§ TASK TO COMPLETE
Reproduce every one of the records below word for word, with each line and number left unchanged.

--- START OF SUPPLIED ENTRIES ---

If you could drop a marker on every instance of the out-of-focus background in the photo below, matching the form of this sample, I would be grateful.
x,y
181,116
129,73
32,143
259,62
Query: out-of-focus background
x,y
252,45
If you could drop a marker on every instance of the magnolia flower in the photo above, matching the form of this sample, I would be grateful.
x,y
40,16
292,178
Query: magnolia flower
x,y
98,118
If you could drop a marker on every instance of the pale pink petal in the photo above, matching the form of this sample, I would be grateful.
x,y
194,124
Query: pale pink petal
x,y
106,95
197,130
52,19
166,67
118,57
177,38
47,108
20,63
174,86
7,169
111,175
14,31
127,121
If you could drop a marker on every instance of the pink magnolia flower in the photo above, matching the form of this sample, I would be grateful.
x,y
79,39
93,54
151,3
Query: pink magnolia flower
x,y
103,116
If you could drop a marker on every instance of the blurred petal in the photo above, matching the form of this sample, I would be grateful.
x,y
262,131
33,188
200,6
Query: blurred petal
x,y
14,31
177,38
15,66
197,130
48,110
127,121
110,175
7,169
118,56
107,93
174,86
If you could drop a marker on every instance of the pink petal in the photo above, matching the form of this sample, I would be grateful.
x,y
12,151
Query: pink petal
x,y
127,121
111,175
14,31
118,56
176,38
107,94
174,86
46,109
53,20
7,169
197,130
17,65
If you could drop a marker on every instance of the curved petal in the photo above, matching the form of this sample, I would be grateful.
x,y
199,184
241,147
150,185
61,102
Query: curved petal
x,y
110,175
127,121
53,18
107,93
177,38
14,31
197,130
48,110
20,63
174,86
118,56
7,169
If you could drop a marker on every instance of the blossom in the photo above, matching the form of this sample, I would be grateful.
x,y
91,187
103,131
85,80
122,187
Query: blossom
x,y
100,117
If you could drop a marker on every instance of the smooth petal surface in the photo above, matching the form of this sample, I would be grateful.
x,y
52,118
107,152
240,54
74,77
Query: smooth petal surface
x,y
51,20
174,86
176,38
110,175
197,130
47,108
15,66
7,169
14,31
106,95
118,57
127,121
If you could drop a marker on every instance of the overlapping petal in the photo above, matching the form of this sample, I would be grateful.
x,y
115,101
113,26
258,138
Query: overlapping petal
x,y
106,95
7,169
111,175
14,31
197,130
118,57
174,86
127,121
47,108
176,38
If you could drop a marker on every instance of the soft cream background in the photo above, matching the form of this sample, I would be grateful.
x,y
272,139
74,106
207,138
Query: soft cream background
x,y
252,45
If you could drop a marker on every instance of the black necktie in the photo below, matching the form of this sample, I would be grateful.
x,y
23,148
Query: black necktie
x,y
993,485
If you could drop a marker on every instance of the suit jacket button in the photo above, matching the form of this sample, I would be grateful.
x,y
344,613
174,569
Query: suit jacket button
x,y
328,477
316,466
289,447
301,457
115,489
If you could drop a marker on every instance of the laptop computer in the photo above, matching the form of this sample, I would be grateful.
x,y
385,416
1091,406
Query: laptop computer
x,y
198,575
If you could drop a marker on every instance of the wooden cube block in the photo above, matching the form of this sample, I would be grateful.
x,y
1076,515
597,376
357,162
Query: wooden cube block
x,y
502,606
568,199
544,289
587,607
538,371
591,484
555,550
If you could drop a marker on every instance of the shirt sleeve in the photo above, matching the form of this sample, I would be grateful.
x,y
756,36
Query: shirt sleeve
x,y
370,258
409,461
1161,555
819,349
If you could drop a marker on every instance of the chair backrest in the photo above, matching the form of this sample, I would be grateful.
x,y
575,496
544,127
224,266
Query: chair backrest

--- END OF SUPPLIED ENTRIES ---

§ FINAL RESULT
If you could drop a marker on every instance of the out-of-focus background in the photo below, matching the form of this sample, I would be grateful.
x,y
181,116
129,73
32,143
259,62
Query: out-of-focus background
x,y
252,45
If you could drop a marker on every instance of the magnolia flower in the photo above, matching the form of this sample, I would be grateful.
x,y
40,16
292,178
Query: magnolia flower
x,y
98,118
If you could drop a marker on every instance of the pale pink petal in the photo above, matching the form of this sample, I would be grateful.
x,y
194,124
Query: pale pink petal
x,y
106,95
197,130
52,19
166,67
118,57
177,38
47,108
20,63
174,86
7,169
111,175
14,31
127,121
If you could drop a marker on every instance of the pink magnolia flower in the photo above, matching the form of this sample, I would be grateful.
x,y
79,39
93,54
151,3
Query: pink magnolia flower
x,y
103,116
If you could drop a marker on every instance of the blurred petal in the photo above, matching the form of this sample, I would be grateful.
x,y
262,131
33,188
200,6
Query: blurred petal
x,y
14,31
177,38
15,66
197,130
48,110
127,121
110,175
7,169
118,56
107,93
174,86
If you could drop a marker on every instance of the pink petal in the photo above, matching the form of this sample, I would be grateful.
x,y
12,151
Query: pink petal
x,y
127,121
111,175
14,31
118,56
176,38
107,94
174,86
46,109
53,20
7,169
197,130
17,65
If you could drop a marker on every instance of the curved petal in the photo above, matching the form of this sample, I would be grateful.
x,y
199,184
241,147
150,185
61,102
Query: curved petal
x,y
110,175
127,121
53,18
107,93
177,38
14,31
197,130
48,110
20,63
174,86
118,56
7,169
If you could drop a marker on every instance of the blossom in the photo above, matching the form of this sample, I would be grateful.
x,y
91,187
103,131
85,80
122,187
Query: blossom
x,y
100,117
If you could drop a marker on every instance of the smooth petal surface in the photo above, matching the form of this sample, I would be grateful.
x,y
52,118
107,152
240,54
74,77
Query: smooth petal surface
x,y
51,20
174,86
176,38
110,175
197,130
47,108
15,66
7,169
14,31
106,95
118,57
127,121
If you could drop a marker on every instance of the overlapping petal in the photo above, matching the form of this sample, I would be grateful.
x,y
115,101
113,26
258,138
Query: overlapping petal
x,y
106,95
7,169
111,175
14,31
197,130
118,57
174,86
127,121
47,108
176,38
If you could drop a marker on every instance of the soft cream background in the photo above, matching the form of this sample, I would be grateful.
x,y
272,139
74,106
207,138
Query: soft cream background
x,y
252,45
If you could drop a marker on every instance of the black necktie in the photo below, matching the form of this sample, I would be grateful.
x,y
23,148
Query: black necktie
x,y
993,485
If you could drop a marker on every instance of the suit jacket button in the photo above, matching the form of this sample, I would be grateful.
x,y
344,613
174,569
Query: suit jacket button
x,y
328,477
316,466
289,447
301,457
115,489
If you could drop a marker on every instance of the laptop computer in the photo above, matching the form of this sample, I would be grateful.
x,y
385,416
1091,406
Query: laptop computer
x,y
198,575
If you could drop a marker on every instance of the wooden cube block in the photo above, matching the form of this sample, I would be grateful.
x,y
1076,515
597,376
357,162
Query: wooden cube block
x,y
502,606
568,199
544,289
587,607
538,371
591,484
555,550
If you could drop a marker on every instance of the shirt sleeve in the photo above, matching the form of this sample, I would be grateful.
x,y
756,36
Query: shirt sleeve
x,y
370,258
409,461
1161,555
819,349
If you could drop a marker on every instance of the chair backrest in the photo above, matching the form of this sample, I would be grateful.
x,y
575,496
544,127
224,266
Query: chair backrest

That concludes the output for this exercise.